Reproduza na íntegra, sem nenhuma alteração, o texto sobre a propensão humana a contar histórias.

(Texto de leitura):
########

É que sempre tivemos, como espécie, uma propensão em contar
nossas histórias. Há razões práticas e emotivas para isso. Pragmaticamente: se
no exato momento estamos vivos, é porque alguma coisa deu certo em nossas existências,
e, levando em conta que há uma espécie de consciência coletiva de espécie, é de
bom proveito que todos aqueles ao nosso redor tomem conhecimento das
estratégias que tomamos diante de nossas bifurcações. Mas é claro que não somos
esses robozinhos**, que fazem tudo de acordo com uma programação. Quando meu
tataravô conseguiu fugir do mamute, por exemplo, toda uma carga de emoções veio
junto – o pânico inicial, o medo vencido, o insight intuitivo, a apreensão pelo
livramento do perigo e a sensação de euforia no sucesso, tudo isso resolvido em
um átimo. O resgate dessas memórias se dá com vivacidade, com muito mais
subjetividade do que poderia ser uma mera descrição de quem vê tudo à distância.
Somos “contaminados” por nossa História e isso reflete em nossas histórias.

########

(Itens listados):
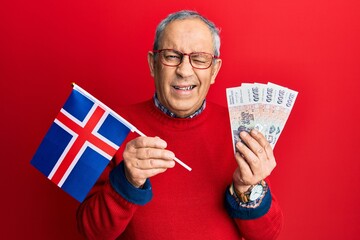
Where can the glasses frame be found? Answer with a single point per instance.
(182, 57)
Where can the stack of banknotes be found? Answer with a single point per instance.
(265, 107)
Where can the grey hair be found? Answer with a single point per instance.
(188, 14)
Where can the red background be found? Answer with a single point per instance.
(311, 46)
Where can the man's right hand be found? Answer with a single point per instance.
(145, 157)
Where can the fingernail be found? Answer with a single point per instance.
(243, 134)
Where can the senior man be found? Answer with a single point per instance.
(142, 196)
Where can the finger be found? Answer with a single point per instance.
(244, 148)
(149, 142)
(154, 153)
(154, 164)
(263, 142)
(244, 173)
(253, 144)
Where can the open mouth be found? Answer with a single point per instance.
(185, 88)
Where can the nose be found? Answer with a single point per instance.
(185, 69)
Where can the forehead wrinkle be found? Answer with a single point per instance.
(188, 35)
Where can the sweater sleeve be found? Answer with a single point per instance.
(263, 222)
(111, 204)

########

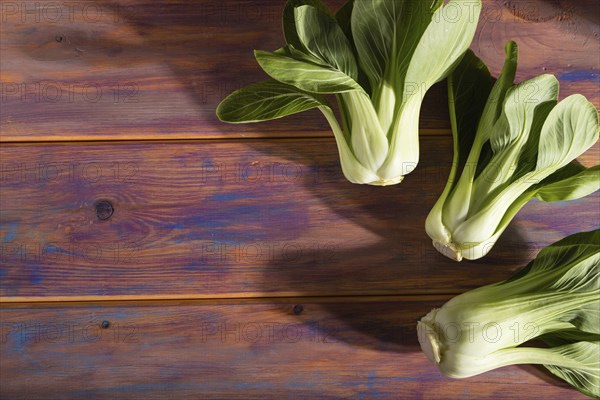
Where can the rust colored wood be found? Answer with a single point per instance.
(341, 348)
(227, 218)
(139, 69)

########

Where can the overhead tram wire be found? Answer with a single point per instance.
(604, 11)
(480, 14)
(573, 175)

########

(Resposta completa):
É que sempre tivemos, como espécie, uma propensão em contar
nossas histórias. Há razões práticas e emotivas para isso. Pragmaticamente: se
no exato momento estamos vivos, é porque alguma coisa deu certo em nossas existências,
e, levando em conta que há uma espécie de consciência coletiva de espécie, é de
bom proveito que todos aqueles ao nosso redor tomem conhecimento das
estratégias que tomamos diante de nossas bifurcações. Mas é claro que não somos
esses robozinhos**, que fazem tudo de acordo com uma programação. Quando meu
tataravô conseguiu fugir do mamute, por exemplo, toda uma carga de emoções veio
junto – o pânico inicial, o medo vencido, o insight intuitivo, a apreensão pelo
livramento do perigo e a sensação de euforia no sucesso, tudo isso resolvido em
um átimo. O resgate dessas memórias se dá com vivacidade, com muito mais
subjetividade do que poderia ser uma mera descrição de quem vê tudo à distância.
Somos “contaminados” por nossa História e isso reflete em nossas histórias.